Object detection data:
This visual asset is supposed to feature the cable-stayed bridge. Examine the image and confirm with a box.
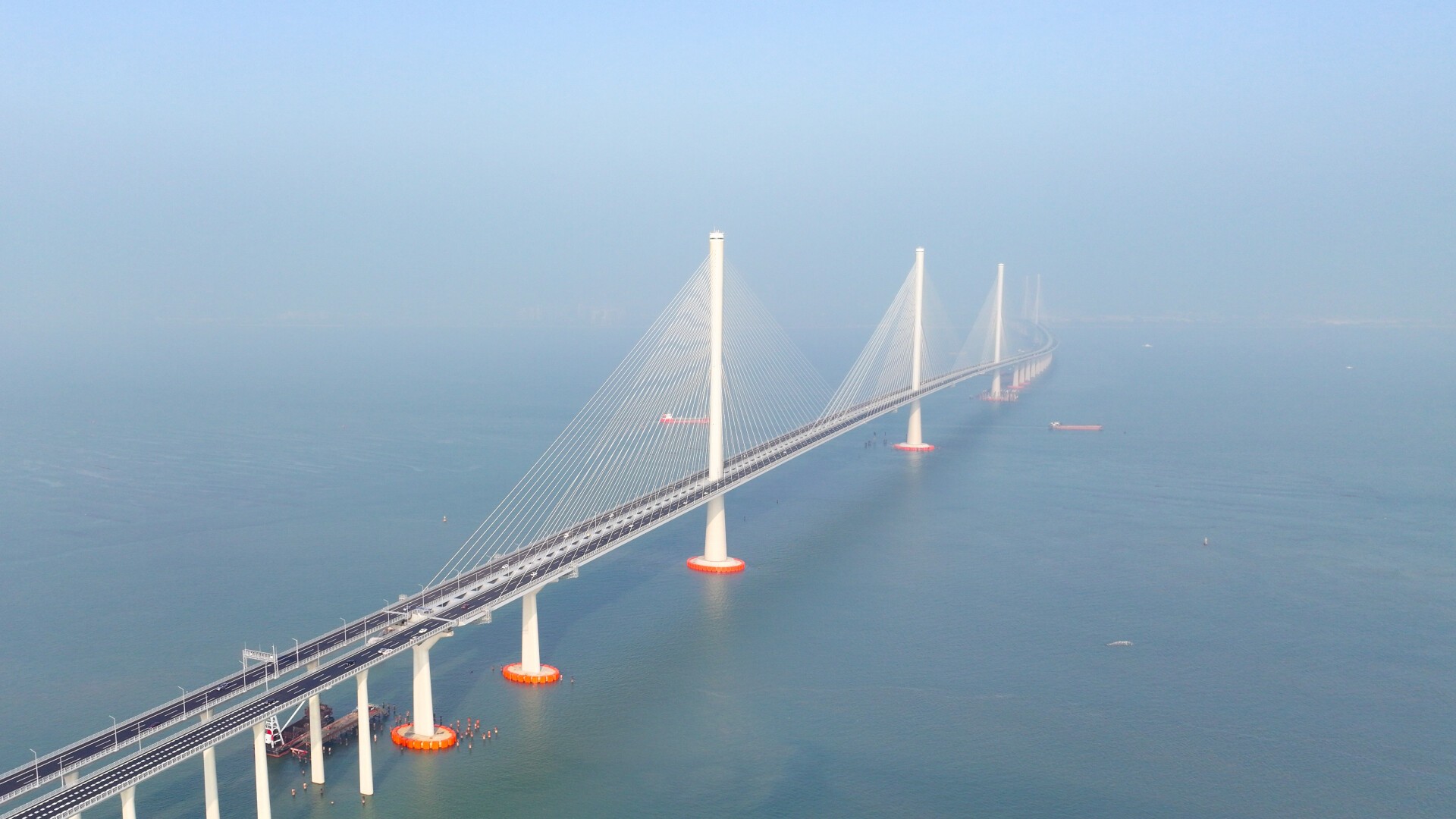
[0,233,1056,819]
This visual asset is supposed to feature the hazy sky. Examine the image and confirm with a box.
[0,0,1456,328]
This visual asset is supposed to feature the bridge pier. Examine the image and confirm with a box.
[354,669,374,795]
[389,631,459,751]
[198,708,223,819]
[500,592,560,685]
[896,248,935,452]
[309,661,323,786]
[253,723,272,819]
[687,231,744,574]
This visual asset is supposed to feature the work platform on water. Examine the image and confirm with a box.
[266,704,389,759]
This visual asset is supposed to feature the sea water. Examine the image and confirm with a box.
[0,326,1456,819]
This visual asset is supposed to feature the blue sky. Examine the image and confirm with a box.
[0,3,1456,328]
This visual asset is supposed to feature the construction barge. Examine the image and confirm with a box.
[266,704,391,759]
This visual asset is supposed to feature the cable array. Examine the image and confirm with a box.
[431,259,828,585]
[823,262,924,416]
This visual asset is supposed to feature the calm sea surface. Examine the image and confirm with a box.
[0,322,1456,819]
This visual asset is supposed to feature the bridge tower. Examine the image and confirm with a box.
[992,264,1006,400]
[896,248,935,452]
[687,231,744,574]
[500,590,560,685]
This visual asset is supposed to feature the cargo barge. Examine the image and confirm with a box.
[268,704,389,759]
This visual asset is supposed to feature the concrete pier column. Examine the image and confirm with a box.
[201,708,223,819]
[354,669,374,795]
[393,620,459,752]
[253,723,272,819]
[687,231,744,573]
[309,688,323,786]
[896,248,935,452]
[521,592,541,673]
[412,637,437,728]
[500,592,560,683]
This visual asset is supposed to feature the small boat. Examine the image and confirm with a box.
[1048,421,1102,433]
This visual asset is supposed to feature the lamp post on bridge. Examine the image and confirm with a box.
[896,248,935,452]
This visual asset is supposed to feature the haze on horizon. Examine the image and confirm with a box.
[0,3,1456,331]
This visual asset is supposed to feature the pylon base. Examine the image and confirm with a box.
[500,663,560,685]
[389,723,460,751]
[687,555,748,574]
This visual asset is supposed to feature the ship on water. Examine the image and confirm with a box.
[266,704,389,759]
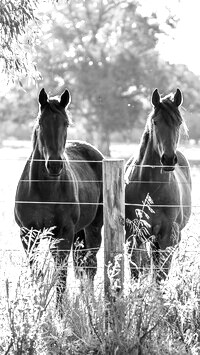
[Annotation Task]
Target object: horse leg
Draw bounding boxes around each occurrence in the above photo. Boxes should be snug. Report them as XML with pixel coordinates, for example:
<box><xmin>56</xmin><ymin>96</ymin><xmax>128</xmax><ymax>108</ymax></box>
<box><xmin>51</xmin><ymin>228</ymin><xmax>74</xmax><ymax>315</ymax></box>
<box><xmin>84</xmin><ymin>223</ymin><xmax>102</xmax><ymax>283</ymax></box>
<box><xmin>20</xmin><ymin>228</ymin><xmax>40</xmax><ymax>268</ymax></box>
<box><xmin>73</xmin><ymin>229</ymin><xmax>87</xmax><ymax>278</ymax></box>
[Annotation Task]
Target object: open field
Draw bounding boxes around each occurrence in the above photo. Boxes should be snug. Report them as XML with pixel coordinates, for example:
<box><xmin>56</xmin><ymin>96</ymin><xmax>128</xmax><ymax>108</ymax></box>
<box><xmin>0</xmin><ymin>144</ymin><xmax>200</xmax><ymax>355</ymax></box>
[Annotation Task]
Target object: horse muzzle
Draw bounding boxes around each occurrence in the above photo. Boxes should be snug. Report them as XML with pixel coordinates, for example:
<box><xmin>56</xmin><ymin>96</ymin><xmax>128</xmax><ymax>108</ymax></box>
<box><xmin>161</xmin><ymin>154</ymin><xmax>178</xmax><ymax>172</ymax></box>
<box><xmin>46</xmin><ymin>157</ymin><xmax>63</xmax><ymax>177</ymax></box>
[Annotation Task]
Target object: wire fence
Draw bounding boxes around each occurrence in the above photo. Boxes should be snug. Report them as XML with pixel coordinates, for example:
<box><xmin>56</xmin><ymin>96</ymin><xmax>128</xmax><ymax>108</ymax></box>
<box><xmin>0</xmin><ymin>158</ymin><xmax>200</xmax><ymax>280</ymax></box>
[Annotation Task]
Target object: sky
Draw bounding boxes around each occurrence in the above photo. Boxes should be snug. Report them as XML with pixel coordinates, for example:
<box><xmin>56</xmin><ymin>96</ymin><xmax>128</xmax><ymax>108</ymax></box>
<box><xmin>152</xmin><ymin>0</ymin><xmax>200</xmax><ymax>75</ymax></box>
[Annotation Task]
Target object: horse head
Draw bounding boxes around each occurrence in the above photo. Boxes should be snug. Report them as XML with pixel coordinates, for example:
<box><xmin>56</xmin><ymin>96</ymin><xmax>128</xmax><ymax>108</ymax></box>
<box><xmin>151</xmin><ymin>89</ymin><xmax>183</xmax><ymax>171</ymax></box>
<box><xmin>37</xmin><ymin>89</ymin><xmax>71</xmax><ymax>177</ymax></box>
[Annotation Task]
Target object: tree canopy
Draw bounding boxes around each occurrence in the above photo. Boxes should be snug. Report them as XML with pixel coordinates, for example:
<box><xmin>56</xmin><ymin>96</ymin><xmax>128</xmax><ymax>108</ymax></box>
<box><xmin>0</xmin><ymin>0</ymin><xmax>200</xmax><ymax>153</ymax></box>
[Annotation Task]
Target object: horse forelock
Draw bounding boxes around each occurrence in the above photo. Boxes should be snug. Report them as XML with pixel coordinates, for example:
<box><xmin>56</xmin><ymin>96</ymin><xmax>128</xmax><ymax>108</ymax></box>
<box><xmin>38</xmin><ymin>99</ymin><xmax>72</xmax><ymax>126</ymax></box>
<box><xmin>149</xmin><ymin>94</ymin><xmax>188</xmax><ymax>135</ymax></box>
<box><xmin>152</xmin><ymin>95</ymin><xmax>183</xmax><ymax>125</ymax></box>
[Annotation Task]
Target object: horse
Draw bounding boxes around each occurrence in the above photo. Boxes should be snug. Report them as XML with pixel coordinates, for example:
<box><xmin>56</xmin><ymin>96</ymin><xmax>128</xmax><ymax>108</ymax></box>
<box><xmin>125</xmin><ymin>89</ymin><xmax>191</xmax><ymax>280</ymax></box>
<box><xmin>14</xmin><ymin>89</ymin><xmax>104</xmax><ymax>305</ymax></box>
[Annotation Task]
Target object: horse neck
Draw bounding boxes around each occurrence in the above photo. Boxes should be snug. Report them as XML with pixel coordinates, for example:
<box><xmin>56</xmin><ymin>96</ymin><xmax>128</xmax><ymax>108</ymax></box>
<box><xmin>135</xmin><ymin>131</ymin><xmax>164</xmax><ymax>180</ymax></box>
<box><xmin>29</xmin><ymin>143</ymin><xmax>45</xmax><ymax>181</ymax></box>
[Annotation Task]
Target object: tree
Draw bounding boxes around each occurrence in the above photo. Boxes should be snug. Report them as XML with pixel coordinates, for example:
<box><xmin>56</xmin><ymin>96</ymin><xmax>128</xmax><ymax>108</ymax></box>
<box><xmin>35</xmin><ymin>0</ymin><xmax>179</xmax><ymax>154</ymax></box>
<box><xmin>0</xmin><ymin>0</ymin><xmax>38</xmax><ymax>78</ymax></box>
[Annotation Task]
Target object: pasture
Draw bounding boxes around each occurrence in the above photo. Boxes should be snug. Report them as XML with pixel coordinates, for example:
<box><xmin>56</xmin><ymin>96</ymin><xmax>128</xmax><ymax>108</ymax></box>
<box><xmin>0</xmin><ymin>144</ymin><xmax>200</xmax><ymax>355</ymax></box>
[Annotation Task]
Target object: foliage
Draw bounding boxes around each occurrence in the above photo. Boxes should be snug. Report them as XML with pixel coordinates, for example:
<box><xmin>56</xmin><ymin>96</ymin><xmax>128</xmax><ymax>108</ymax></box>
<box><xmin>34</xmin><ymin>0</ymin><xmax>183</xmax><ymax>153</ymax></box>
<box><xmin>0</xmin><ymin>0</ymin><xmax>38</xmax><ymax>77</ymax></box>
<box><xmin>0</xmin><ymin>231</ymin><xmax>200</xmax><ymax>355</ymax></box>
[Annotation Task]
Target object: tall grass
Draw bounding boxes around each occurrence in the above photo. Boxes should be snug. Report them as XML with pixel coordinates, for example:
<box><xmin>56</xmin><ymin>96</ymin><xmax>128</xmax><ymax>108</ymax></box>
<box><xmin>0</xmin><ymin>216</ymin><xmax>200</xmax><ymax>355</ymax></box>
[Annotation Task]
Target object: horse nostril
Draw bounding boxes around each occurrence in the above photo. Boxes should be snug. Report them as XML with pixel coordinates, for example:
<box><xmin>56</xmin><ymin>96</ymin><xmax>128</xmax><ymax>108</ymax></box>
<box><xmin>161</xmin><ymin>154</ymin><xmax>166</xmax><ymax>165</ymax></box>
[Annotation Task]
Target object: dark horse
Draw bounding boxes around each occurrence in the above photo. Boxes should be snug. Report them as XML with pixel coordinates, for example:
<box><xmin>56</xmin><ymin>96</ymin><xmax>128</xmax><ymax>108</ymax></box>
<box><xmin>15</xmin><ymin>89</ymin><xmax>103</xmax><ymax>303</ymax></box>
<box><xmin>125</xmin><ymin>89</ymin><xmax>191</xmax><ymax>277</ymax></box>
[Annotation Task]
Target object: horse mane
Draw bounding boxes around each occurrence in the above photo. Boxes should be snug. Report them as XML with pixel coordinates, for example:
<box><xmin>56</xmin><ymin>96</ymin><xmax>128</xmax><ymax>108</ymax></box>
<box><xmin>135</xmin><ymin>126</ymin><xmax>151</xmax><ymax>165</ymax></box>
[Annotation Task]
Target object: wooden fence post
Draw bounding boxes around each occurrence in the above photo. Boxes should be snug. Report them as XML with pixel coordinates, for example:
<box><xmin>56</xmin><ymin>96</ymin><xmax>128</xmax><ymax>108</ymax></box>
<box><xmin>103</xmin><ymin>159</ymin><xmax>125</xmax><ymax>300</ymax></box>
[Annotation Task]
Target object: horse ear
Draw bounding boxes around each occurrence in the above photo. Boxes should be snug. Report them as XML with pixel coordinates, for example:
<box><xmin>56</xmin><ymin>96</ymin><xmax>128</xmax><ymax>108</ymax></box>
<box><xmin>151</xmin><ymin>89</ymin><xmax>160</xmax><ymax>107</ymax></box>
<box><xmin>39</xmin><ymin>88</ymin><xmax>48</xmax><ymax>106</ymax></box>
<box><xmin>174</xmin><ymin>89</ymin><xmax>183</xmax><ymax>107</ymax></box>
<box><xmin>60</xmin><ymin>89</ymin><xmax>71</xmax><ymax>108</ymax></box>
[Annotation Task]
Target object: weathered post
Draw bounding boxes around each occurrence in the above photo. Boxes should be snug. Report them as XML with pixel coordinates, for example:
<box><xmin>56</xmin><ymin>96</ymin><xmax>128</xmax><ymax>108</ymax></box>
<box><xmin>103</xmin><ymin>160</ymin><xmax>125</xmax><ymax>300</ymax></box>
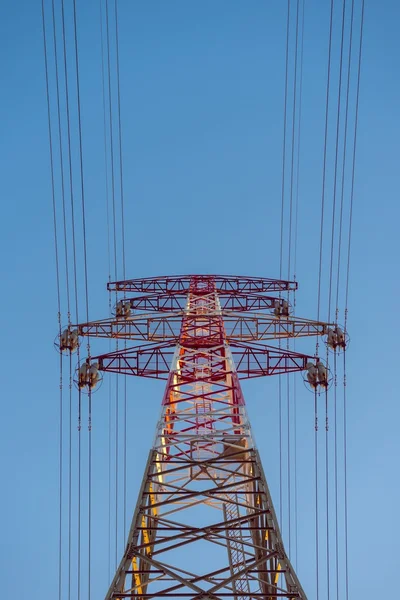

◆ Task brief: Copy out, unchanged, the part of the data above that begins with the line containing "This visual asset is supposed to feature the small" and ends with the line containing "[0,3,1456,331]", including both of those lines.

◆ The reply:
This visual asset is supposed to feature the small boat. Examine the image and confirm with a box.
[1048,421,1102,433]
This visual asset is supposed to feature the lamp post on bridge. Examine the image and confirm with a box.
[896,248,935,452]
This visual asset is supposed to feature the haze on horizon. Examine the image and confirm with a box.
[0,3,1456,331]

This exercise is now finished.